§ TASK PROMPT: Could you give these lines again, renaming "instance" to "occurrence" everywhere it occurs and leaving everything else unchanged?
## START EXTRACTED MATERIAL
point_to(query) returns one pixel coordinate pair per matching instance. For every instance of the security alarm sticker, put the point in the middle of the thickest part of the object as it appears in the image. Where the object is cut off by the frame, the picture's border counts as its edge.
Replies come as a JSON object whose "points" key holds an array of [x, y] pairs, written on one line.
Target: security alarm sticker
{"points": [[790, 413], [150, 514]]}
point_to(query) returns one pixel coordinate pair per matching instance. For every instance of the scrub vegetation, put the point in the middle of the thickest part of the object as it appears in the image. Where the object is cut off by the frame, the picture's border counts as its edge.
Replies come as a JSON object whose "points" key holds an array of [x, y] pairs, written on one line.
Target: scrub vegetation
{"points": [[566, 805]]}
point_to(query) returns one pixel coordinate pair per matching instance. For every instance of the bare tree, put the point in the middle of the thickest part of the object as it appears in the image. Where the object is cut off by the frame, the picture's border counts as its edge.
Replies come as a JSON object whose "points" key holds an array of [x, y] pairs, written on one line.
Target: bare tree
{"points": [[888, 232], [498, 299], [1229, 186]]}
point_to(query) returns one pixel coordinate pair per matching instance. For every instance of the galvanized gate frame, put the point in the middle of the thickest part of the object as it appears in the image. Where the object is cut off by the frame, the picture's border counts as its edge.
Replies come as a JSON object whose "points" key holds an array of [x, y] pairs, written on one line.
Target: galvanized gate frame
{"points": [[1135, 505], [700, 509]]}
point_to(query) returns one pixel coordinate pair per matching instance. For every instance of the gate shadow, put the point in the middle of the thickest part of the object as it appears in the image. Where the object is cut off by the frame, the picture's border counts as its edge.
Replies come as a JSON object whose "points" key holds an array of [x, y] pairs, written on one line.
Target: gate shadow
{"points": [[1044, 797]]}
## END EXTRACTED MATERIAL
§ WRITTEN REPLY:
point_to(query) returns one pixel coordinate pair per matching occurrence. For every occurrence of the security alarm sticker, put the point in the middle of the thickest part of the object as it appears in the image. Where the object is cut off by the frame, the picture's border counts as its edge.
Replies come as a JSON object whose "points" key holds an array of [x, y] pairs, written on one line.
Target: security alarm sticker
{"points": [[790, 413], [150, 514]]}
point_to(query) returns one pixel coordinate pair per matching occurrence. For every occurrence of the scrub vegetation, put the point in the middle of the thickest part of the object as it appears in the image. Where the object is cut off by the frame, the picture's border counts as its edge.
Replies come as a JSON object whose "points" key holds an array of [x, y] pairs, written on one line.
Target: scrub vegetation
{"points": [[566, 805]]}
point_to(query) returns one pixel coordinate pair per matching occurrence. For every occurrence of the bare tree, put the point in the middle of the thickest part of the object as it appears in the image. Where the object is cut off by the frame, the picture's border counts as its edge.
Replies come as a JSON object whose "points" key holds an array of [x, y] pairs, written on one line.
Target: bare tree
{"points": [[888, 232], [498, 299], [1229, 186]]}
point_to(query) returns one pixel coordinate pair per matching occurrence. For every occurrence of the galvanized gate frame, put the point in the middle of the thickest part of the object as it appears in the image. Where the object is cut off by the frame, the picture's border counts as its edge.
Replies come as a JSON object whose "points" key holds an array of [x, y] pairs, written on one line.
Target: galvanized gate frame
{"points": [[1135, 505], [700, 509]]}
point_to(query) returns one pixel coordinate pair per matching occurrence. For every occurrence of the gate shadow, put the point in the middle of the thickest part of the object as it appears in the image. Where the object is cut off by the frame, the picture's border counts as its edge.
Replies come as a JSON object whose "points" key holds an array of [x, y] pairs, written on one line.
Target: gate shadow
{"points": [[1044, 797]]}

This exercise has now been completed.